Extrait du document:
####
A notre interlocuteur de répondre  que c’est aux tribunaux d’apprécier cette situation. «J’ai entendu qu’il y a une plainte qui a été déposée, les tribunaux apprécieront. Mais dans tous les cas comme je le disais ci-haut, quand on s’en tient strictement aux textes, il y a eu des manquements. Et, attendons que la justice fasse son travail» ajoute-il.

 

Manquements au contrôle sanitaire des frontières

Le Dr Lasseni Konaté qui est contre la fermeture des frontières trouve que le contrôle sanitaire aux frontières, régi en République du Mali par les règlements pris par l’Organisation mondiale de la santé (Oms), par les arrangements internationaux, ainsi que les lois et règlements nationaux pris en la matière afin de prévenir la propagation, par voie terrestre, maritime ou aérienne, des maladies transmissibles, n’a pas été respecté. Sinon dit-il, le patient guinéen par qui tout le mal est venu ne saurait pénétrer le sol malien.

L’article 2 de la loi 98-035 du 20 juillet 1998 régissant le contrôle sanitaire aux frontières souligne que «les médecins, officiers et agents assermentés sont chargés de constater les infractions en matière de contrôle aux frontières». Et à son article 3 de poursuivre que «sera puni d’une peine six mois à deux ans d’emprisonnement et d’une amende de soixante mille (60.000) à un million cinq cent mille (1.500.000) francs CFA ou de l’une de ces deux peines, tout fonctionnaire, responsable ou officier d’un navire, d’un aéronef ou d’un transport terrestre qui, dans un document ou une déclaration, aura sciemment altéré ou dissimulé les faits ou qui aura omis d’informer l’autorité sanitaire de faits à sa connaissance, qu’il était dans l’obligation de révéler en application des règlements sanitaires».

Dieudonné Tembely

Encadré

C’est quoi la responsabilité médicale ?

Au XIXe siècle la responsabilité des médecins était délictuelle, fondée sur les articles 1382 et 1383 du Code Civil, et nécessitant la preuve d’une faute, d’un dommage, et d’une relation d’une faute entre le dommage et la faute.
####
Jeu de données:
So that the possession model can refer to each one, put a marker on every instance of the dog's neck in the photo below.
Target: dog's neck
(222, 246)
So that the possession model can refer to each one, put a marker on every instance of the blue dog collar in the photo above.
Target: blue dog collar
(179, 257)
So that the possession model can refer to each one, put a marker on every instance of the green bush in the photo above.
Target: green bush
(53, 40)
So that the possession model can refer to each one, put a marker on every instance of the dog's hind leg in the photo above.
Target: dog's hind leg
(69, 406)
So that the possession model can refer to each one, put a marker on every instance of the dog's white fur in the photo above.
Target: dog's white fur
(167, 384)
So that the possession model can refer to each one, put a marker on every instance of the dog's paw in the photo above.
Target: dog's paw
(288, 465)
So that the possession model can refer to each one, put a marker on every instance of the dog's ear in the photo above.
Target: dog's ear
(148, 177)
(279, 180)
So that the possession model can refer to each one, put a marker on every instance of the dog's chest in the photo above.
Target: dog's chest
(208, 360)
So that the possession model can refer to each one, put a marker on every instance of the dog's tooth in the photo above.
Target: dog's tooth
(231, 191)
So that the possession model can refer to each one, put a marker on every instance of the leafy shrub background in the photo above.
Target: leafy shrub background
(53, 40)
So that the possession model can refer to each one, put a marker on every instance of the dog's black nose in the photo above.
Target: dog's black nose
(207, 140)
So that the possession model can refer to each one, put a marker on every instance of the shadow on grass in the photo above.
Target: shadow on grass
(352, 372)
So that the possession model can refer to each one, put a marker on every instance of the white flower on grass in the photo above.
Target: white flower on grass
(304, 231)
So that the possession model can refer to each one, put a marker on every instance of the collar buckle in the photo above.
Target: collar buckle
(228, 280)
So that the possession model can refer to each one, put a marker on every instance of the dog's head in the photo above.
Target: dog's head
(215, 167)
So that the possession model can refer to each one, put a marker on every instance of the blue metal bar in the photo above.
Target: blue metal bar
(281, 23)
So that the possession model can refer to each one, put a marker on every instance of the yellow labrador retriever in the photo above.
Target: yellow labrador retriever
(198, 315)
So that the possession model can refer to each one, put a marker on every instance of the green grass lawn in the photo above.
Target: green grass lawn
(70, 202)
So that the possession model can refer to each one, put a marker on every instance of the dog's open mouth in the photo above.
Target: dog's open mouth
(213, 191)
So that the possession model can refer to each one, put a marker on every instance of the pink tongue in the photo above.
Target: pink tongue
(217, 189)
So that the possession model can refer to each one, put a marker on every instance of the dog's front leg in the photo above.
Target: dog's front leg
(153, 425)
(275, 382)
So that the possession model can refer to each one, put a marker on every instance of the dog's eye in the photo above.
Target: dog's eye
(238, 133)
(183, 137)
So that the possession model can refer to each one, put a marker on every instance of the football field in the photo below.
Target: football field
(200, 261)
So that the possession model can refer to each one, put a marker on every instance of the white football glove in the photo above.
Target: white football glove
####
Consigne: Réécrivez l'extrait du document entre "Dieudonné Tembely" et "et la faute.", inclus, en changeant "Code Civil" en "Code pénal".

Corrigé:
Dieudonné Tembely

Encadré

C’est quoi la responsabilité médicale ?

Au XIXe siècle la responsabilité des médecins était délictuelle, fondée sur les articles 1382 et 1383 du Code pénal, et nécessitant la preuve d’une faute, d’un dommage, et d’une relation d’une faute entre le dommage et la faute.